Page excerpt:
________________

When you combine his spectacular playmaking with his vital role in what could be a landmark season for one of the nation’s most historically downtrodden programs, it’s obvious that Dri Archer is one of the most outstanding players in all of college football- even if he sits at home on December 8th. 


Winners of the Week

LSU: After the loss to Florida the Tigers needed a win over third-ranked South Carolina to keep their SEC West hopes alive. They got it, grinding down the Gamecocks 23-21 behind a revitalized offense that banged out 406 total yards and a defense that limited South Carolina to 211 yards and 3-of-13 on third downs. Coming up for Leslie the Hat’s team: a tough road trip to Texas A&M and then the showdown with Alabama on November 3rd.

Kansas State: The Wildcats moved to 6-0 with a tough 27-21 victory over a good Iowa State team in Ames. Collin Klein was, as usual, the main man in victory with 292 combined yards passing and running and three rushing touchdowns. The win sets up an intriguing showdown in Morgantown this Saturday between K-State and West Virginia- the first meeting between the schools since 1931.

Mississippi State: Somewhat quietly the Bulldogs are off to a 6-0 start- their best since 1999- after defeating Tennessee on Saturday. They’re also 3-0 in SEC play and tied for first in the West with Alabama. But after what should be a routine game against Middle Tennessee State this weekend the slate turns mean, with consecutive games at Alabama, at home against Texas A&M and at LSU.

Tulsa: The Golden Hurricane have won six straight since an opening-day loss at Iowa State and are already 4-0 in Conference USA play after routing UTEP 33-11 last Thursday night. Normally one of the most pass-happy teams in the nation, Tulsa has generated most of its offensive power with a rushing attack that ranks tenth nationally.

________________

Records provided:
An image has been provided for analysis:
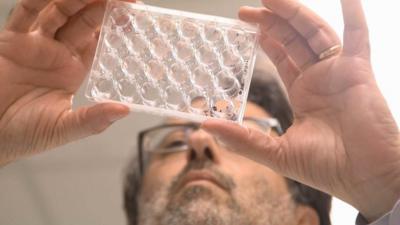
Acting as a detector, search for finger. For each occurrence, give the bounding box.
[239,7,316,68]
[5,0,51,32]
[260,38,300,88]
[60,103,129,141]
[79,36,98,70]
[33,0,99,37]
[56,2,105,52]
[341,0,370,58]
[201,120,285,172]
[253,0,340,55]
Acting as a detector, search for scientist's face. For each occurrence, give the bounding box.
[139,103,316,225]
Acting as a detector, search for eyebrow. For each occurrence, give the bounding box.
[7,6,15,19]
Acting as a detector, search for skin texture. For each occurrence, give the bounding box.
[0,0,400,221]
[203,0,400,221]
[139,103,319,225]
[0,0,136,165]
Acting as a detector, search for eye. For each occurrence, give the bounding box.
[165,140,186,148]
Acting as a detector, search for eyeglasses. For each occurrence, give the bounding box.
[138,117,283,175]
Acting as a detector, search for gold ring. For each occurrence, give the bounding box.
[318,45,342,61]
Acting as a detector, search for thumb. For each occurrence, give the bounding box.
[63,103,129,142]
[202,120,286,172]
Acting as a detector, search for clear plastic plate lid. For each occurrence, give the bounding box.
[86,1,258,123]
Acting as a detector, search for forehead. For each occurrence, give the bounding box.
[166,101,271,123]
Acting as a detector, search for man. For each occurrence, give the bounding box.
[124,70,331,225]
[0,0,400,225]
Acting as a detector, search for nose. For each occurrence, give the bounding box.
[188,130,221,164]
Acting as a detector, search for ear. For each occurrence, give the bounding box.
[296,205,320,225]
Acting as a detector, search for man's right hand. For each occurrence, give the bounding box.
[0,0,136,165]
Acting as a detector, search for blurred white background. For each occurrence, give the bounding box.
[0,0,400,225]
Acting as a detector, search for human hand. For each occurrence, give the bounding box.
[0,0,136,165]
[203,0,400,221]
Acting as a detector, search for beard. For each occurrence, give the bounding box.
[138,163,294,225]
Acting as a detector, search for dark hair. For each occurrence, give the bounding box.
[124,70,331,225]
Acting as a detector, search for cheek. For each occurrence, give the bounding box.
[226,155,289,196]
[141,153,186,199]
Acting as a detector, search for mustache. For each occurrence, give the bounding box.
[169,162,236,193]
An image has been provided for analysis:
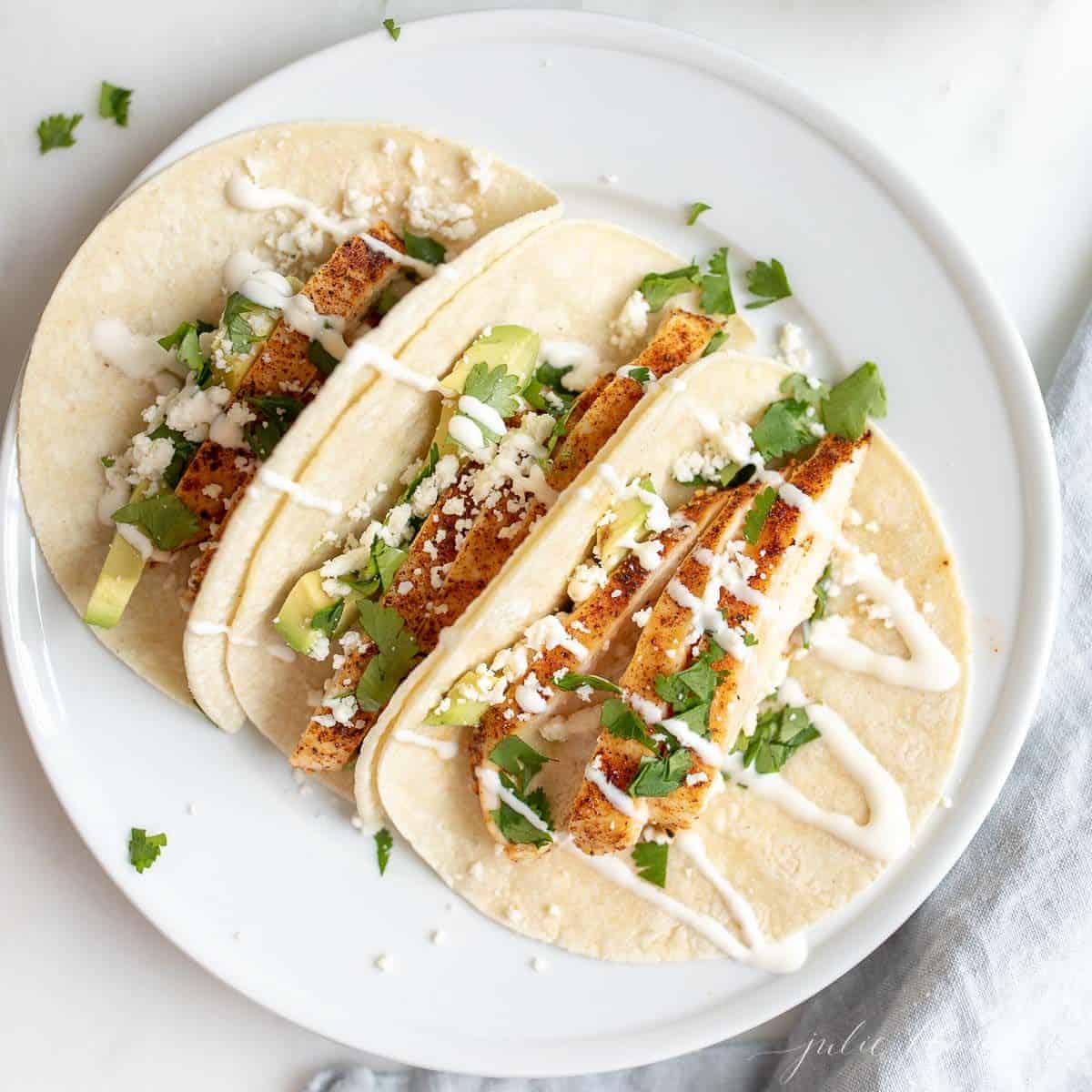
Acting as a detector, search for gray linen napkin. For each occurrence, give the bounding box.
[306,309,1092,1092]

________________

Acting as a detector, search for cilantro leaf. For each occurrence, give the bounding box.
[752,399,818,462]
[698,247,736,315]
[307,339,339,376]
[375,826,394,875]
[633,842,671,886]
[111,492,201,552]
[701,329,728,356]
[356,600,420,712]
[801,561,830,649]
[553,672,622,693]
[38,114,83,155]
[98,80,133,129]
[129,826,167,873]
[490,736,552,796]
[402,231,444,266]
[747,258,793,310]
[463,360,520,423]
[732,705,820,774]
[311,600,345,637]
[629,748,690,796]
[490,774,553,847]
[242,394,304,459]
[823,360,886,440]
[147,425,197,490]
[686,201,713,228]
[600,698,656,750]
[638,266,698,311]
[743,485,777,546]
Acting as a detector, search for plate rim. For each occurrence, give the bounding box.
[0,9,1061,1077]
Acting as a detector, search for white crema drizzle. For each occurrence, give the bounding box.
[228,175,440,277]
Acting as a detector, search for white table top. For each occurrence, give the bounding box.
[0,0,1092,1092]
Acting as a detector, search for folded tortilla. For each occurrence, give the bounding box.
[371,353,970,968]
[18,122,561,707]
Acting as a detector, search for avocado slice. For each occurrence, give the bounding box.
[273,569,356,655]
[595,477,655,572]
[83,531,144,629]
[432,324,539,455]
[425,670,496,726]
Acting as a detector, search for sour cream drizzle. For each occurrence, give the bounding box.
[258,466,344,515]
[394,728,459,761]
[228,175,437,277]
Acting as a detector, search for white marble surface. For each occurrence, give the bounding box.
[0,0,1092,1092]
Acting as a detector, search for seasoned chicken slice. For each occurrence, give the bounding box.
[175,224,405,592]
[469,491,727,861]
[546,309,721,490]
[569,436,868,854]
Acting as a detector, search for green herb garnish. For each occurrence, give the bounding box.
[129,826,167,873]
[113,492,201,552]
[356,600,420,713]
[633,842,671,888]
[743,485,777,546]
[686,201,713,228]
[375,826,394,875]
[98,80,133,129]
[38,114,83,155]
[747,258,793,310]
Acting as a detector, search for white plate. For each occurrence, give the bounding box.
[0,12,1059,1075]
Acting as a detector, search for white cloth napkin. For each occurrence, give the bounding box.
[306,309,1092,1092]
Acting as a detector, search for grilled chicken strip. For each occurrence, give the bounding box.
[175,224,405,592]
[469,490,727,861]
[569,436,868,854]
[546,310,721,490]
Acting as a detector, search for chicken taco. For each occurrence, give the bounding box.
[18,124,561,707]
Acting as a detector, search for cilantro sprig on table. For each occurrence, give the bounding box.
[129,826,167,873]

________________

Activity list:
a) Reproduce the college football column word for word, everything from "Kansas State: The" down to "schools since 1931.".
b) Resume the college football column after its last sentence and carry it forward.

Results by task:
a)
Kansas State: The Wildcats moved to 6-0 with a tough 27-21 victory over a good Iowa State team in Ames. Collin Klein was, as usual, the main man in victory with 292 combined yards passing and running and three rushing touchdowns. The win sets up an intriguing showdown in Morgantown this Saturday between K-State and West Virginia- the first meeting between the schools since 1931.

b)
Tulane: A horrific half-season for the Green Wave- five losses by an average score of 42-9 plus the fractured spine suffered by Devon Walker- ended on a high note Saturday with a 27-26 upset of SMU. After blowing a 20-9 fourth-quarter lead and falling behind 26-20, Tulane fought back to win on Ryan Griffin’s touchdown pass to Robert Kelley with 35 seconds to play.

Losers of the Week

Texas: Saturday’s Red River Shootout was the acid test for the Longhorns- and they failed abjectly. Gashing the weak Texas defense for 677 total yards and converting 11-of-18 on third downs, Oklahoma rolled up a 63-21 rout, its third consecutive win in the venerable series. The loss brings Texas to a bland 17-14 since the beginning of the 2010 season, a decline in fortunes that shows no signs in abating.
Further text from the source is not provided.